[Stored data entries]

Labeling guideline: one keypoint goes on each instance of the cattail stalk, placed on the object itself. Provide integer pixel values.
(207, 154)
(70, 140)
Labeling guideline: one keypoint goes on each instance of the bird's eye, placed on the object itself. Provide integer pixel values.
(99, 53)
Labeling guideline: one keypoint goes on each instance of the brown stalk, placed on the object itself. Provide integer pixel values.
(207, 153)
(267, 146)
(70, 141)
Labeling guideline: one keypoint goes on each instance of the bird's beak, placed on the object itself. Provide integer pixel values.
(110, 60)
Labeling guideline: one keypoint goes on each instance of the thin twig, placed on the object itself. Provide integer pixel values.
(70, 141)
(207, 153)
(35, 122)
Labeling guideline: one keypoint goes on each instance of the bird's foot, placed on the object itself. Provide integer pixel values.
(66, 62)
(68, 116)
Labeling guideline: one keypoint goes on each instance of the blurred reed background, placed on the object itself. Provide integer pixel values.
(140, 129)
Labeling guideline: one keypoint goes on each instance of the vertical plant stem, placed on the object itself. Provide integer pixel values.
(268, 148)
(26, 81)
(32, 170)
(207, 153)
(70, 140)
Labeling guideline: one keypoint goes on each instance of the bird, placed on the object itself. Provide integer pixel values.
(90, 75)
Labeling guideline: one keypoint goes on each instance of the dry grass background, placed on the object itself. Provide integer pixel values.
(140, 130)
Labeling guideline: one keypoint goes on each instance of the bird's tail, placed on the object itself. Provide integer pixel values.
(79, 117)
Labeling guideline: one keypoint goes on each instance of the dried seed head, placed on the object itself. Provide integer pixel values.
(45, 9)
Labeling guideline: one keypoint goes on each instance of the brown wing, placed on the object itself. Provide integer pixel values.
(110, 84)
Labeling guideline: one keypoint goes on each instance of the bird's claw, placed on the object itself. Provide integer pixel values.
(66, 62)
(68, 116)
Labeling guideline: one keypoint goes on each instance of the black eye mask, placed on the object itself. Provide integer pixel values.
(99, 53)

WRITTEN INSTRUCTION: Using the exact wording, write out all of the records.

FINISHED EXERCISE:
Labeling guideline: one keypoint goes on each instance of the cattail stalk, placed on the object itself. Provide integer pixel values.
(207, 154)
(70, 140)
Labeling guideline: one keypoint goes on each instance of the bird's eye, placed on the object itself. Provide integer pixel values.
(99, 53)
Labeling guideline: one keypoint goes on each instance of the brown stalk, placed on the object itself. Provide integer pixel values.
(207, 153)
(267, 146)
(70, 141)
Labeling guideline: one keypoint goes on each instance of the bird's beak, placed on the object itself. Provide integer pixel values.
(110, 60)
Labeling guideline: one keypoint goes on each instance of the thin twig, placed on the object itself. Provide integer pixel values.
(70, 141)
(207, 153)
(35, 122)
Labeling guideline: one keypoint goes on each instance of the bird's foot, placed on the object itself. Provide integer pixel values.
(66, 62)
(68, 116)
Labeling guideline: one keypoint goes on each instance of the blurred reed background, placed on the object itself. Provide integer pixel values.
(140, 129)
Labeling guideline: one keypoint goes on each instance of the vertical plant stem, placed on the object itself. Provide integer pixel values.
(268, 148)
(26, 81)
(32, 170)
(207, 153)
(70, 140)
Labeling guideline: one keypoint goes on each instance of the bird, placed on the object itself. Provide integer pixel values.
(90, 75)
Labeling guideline: one keypoint goes on each instance of the dry grass background, placed on the object itself. Provide integer pixel values.
(140, 130)
Labeling guideline: one keypoint goes on each instance of the bird's tail, placed on the object itself. Provide integer pixel values.
(79, 117)
Labeling guideline: one keypoint goes on each instance of the dried seed head, placed on the object itself. Provide integer pixel values.
(45, 9)
Labeling guideline: one keypoint goes on each instance of the brown wing, placed on the object itself. Provide integer pixel values.
(110, 84)
Labeling guideline: one keypoint goes on each instance of the bird's claw, placed on the object itself. Provide integer pixel values.
(66, 62)
(68, 116)
Labeling guideline: one keypoint goes on each instance of the black eye mask, placed on the object itself. Provide integer pixel values.
(99, 53)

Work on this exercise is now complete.